**Exercise**
Print every line of the entries below verbatim, leaving out the pictures.

**Given records**
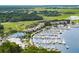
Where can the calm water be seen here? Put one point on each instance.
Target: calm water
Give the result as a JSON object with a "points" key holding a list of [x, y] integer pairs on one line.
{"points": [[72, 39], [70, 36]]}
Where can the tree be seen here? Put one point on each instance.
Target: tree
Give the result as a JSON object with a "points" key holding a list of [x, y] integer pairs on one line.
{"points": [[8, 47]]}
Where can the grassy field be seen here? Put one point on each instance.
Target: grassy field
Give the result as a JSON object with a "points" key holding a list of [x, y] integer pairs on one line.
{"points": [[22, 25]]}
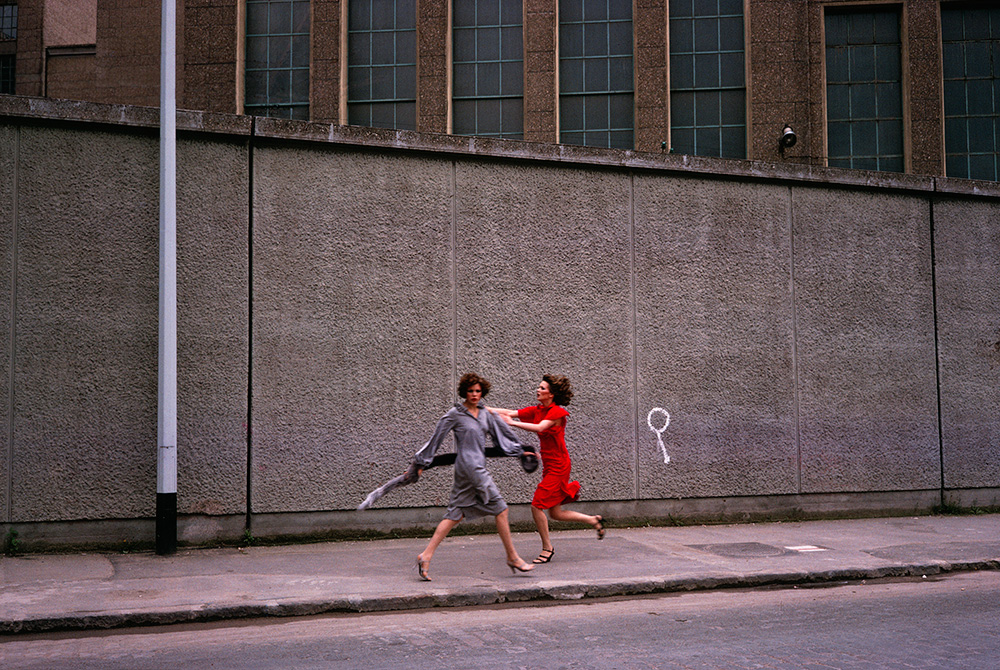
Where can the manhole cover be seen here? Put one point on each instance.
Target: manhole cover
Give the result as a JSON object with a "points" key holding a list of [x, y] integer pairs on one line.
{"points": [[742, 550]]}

**Full output**
Where can the calm water be seen here? Put one point on each instance.
Target: calm water
Give the result as a JSON object with a "points" key holding a list of [x, y] integer pairs on one line.
{"points": [[72, 39], [70, 36]]}
Where can the tree be seen here? Put one point on each instance.
Target: tree
Give the result as a JSON object with a "points" key holding a list of [x, y] integer pairs on one line.
{"points": [[8, 47]]}
Where can the grassy field be seen here? Put one point on each instance.
Target: grassy field
Give the result as a JSON object with a "points" key holding a list of [x, y] integer pairs on one line.
{"points": [[22, 25]]}
Where can the manhole cover be seen here? Put one point on each instance.
Target: manhole cover
Give the result as a JSON object with a "points" key holding a list of [x, y] integer pairs on one line.
{"points": [[742, 550]]}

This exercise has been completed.